Recorded information:
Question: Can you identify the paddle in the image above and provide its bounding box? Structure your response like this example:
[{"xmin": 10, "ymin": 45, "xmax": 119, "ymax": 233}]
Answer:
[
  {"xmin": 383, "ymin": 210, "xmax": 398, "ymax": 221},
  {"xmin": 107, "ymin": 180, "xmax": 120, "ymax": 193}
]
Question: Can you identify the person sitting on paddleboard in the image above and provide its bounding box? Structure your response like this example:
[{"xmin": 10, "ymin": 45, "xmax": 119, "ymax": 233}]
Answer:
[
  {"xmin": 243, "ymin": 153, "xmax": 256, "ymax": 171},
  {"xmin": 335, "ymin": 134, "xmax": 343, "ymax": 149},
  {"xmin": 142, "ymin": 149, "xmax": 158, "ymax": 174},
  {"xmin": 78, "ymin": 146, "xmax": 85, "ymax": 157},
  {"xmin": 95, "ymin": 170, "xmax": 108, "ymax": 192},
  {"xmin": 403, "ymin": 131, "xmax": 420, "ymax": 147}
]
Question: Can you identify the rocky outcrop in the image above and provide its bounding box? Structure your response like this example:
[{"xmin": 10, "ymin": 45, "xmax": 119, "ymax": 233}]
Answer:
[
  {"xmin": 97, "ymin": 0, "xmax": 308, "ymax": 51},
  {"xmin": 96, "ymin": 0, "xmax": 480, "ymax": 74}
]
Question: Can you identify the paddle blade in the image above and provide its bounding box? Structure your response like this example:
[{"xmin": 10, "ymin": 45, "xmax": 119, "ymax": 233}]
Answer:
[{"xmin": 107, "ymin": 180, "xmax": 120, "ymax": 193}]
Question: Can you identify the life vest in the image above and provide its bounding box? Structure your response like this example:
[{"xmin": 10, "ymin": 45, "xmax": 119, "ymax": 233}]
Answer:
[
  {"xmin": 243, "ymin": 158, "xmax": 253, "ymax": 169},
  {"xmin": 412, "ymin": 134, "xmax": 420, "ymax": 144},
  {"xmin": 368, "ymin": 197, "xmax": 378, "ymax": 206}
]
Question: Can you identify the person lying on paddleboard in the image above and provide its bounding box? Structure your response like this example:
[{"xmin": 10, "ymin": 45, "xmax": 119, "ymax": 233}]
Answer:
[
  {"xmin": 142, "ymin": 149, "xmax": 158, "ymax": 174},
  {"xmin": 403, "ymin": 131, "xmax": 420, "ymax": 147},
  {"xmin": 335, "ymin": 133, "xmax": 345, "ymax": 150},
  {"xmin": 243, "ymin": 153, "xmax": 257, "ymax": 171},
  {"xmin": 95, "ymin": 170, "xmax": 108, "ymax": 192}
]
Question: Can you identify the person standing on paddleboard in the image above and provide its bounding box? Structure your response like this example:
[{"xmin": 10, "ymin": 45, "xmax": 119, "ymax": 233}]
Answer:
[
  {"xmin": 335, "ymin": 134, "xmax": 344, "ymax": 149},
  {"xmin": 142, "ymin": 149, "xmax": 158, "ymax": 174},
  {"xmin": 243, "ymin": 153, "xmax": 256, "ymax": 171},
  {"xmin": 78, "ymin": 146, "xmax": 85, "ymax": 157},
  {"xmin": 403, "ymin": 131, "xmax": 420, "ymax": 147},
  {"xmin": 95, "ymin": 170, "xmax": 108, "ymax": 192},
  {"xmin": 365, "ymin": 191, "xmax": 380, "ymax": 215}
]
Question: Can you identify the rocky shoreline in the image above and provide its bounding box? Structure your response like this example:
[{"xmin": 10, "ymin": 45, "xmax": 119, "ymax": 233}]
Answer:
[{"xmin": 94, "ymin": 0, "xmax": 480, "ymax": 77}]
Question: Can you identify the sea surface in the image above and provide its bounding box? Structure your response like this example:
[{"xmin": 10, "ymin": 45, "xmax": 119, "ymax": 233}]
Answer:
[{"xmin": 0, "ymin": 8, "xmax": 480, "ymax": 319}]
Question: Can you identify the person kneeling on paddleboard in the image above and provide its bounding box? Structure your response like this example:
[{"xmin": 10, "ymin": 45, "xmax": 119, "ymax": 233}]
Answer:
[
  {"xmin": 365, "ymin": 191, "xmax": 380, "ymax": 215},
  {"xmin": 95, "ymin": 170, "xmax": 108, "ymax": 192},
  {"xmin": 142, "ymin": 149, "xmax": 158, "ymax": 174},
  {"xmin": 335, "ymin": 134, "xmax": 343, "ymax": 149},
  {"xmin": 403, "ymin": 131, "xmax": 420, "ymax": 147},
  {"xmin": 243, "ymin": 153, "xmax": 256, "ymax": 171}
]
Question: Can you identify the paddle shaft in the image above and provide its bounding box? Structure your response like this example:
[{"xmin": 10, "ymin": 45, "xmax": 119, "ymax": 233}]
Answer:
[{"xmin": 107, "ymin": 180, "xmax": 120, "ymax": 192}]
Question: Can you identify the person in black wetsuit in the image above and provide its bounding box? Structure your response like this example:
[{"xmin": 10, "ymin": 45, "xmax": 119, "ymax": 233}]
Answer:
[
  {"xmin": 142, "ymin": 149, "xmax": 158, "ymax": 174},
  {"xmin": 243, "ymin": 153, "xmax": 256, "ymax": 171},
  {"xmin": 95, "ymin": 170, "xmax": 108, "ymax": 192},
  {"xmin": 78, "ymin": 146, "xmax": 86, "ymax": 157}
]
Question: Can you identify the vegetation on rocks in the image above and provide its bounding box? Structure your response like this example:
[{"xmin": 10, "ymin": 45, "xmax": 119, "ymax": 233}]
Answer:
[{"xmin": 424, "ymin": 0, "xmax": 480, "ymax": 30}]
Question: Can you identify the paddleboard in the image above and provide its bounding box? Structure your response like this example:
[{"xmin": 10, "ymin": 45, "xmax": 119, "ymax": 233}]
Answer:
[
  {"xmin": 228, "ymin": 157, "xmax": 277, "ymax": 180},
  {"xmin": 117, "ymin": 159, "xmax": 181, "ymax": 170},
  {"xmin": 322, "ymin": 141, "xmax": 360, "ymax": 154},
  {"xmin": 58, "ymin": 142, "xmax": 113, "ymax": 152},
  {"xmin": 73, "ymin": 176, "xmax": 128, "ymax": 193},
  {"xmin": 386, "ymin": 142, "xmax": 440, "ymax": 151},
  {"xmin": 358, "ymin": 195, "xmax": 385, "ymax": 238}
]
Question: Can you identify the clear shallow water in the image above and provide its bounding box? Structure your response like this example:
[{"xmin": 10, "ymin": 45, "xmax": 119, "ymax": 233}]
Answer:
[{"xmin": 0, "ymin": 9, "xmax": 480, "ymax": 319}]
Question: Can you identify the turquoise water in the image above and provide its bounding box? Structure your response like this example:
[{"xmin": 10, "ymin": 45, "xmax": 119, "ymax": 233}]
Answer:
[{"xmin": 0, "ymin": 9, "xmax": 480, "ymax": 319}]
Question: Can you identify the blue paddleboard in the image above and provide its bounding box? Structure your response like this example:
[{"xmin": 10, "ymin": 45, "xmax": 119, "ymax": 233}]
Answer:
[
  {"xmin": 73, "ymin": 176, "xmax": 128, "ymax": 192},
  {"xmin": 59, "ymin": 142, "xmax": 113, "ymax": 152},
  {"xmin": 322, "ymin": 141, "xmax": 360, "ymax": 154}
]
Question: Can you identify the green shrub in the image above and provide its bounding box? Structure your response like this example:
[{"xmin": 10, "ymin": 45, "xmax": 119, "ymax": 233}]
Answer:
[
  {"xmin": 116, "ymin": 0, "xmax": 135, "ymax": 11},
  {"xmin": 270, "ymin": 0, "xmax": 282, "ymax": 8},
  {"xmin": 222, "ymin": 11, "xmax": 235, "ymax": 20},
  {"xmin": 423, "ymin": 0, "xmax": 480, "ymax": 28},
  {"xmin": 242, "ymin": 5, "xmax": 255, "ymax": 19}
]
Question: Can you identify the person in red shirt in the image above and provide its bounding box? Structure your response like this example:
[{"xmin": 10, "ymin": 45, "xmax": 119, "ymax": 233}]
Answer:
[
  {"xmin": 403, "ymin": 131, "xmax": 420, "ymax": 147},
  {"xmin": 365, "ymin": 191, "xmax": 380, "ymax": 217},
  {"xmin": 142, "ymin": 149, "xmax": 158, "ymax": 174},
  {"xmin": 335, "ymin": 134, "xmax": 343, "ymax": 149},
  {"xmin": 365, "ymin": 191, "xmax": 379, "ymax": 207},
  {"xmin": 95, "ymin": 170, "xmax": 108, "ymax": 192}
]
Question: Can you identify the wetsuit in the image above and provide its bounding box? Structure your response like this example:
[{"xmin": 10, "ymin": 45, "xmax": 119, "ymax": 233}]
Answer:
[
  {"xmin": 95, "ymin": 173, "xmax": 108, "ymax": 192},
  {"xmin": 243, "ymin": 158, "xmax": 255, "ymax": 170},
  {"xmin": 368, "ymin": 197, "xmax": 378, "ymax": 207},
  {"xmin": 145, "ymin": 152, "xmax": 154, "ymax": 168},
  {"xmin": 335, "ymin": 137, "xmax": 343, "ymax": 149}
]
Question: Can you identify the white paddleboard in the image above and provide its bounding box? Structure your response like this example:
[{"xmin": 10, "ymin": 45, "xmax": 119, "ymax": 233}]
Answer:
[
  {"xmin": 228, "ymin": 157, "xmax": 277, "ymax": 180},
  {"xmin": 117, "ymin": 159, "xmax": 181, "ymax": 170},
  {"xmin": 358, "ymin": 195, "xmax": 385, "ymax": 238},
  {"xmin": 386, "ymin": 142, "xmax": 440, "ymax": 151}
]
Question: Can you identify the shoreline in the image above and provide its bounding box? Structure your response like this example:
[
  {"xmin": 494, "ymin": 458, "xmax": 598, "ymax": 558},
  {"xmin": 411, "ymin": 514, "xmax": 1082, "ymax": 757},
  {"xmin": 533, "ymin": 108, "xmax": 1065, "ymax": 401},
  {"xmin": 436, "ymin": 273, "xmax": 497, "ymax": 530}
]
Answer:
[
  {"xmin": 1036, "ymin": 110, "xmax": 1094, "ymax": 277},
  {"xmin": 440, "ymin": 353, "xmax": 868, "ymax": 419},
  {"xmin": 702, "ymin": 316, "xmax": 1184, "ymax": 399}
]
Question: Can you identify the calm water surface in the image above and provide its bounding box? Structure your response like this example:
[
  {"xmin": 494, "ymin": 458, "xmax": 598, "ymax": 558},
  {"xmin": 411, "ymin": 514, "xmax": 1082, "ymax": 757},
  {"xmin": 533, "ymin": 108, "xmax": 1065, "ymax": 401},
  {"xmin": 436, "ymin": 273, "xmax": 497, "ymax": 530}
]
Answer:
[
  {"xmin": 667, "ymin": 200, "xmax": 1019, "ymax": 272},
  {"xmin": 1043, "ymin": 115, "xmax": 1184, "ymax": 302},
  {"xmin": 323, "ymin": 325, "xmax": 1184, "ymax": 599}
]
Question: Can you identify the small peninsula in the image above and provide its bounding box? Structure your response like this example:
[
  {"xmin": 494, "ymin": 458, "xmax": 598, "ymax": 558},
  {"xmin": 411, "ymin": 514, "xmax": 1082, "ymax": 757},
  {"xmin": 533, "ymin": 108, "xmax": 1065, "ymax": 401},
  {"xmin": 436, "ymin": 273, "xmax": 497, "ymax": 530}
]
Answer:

What you are asked to do: How many lines in the listing above contain the word "wetsuit"? Reply with the number alone.

Result: 2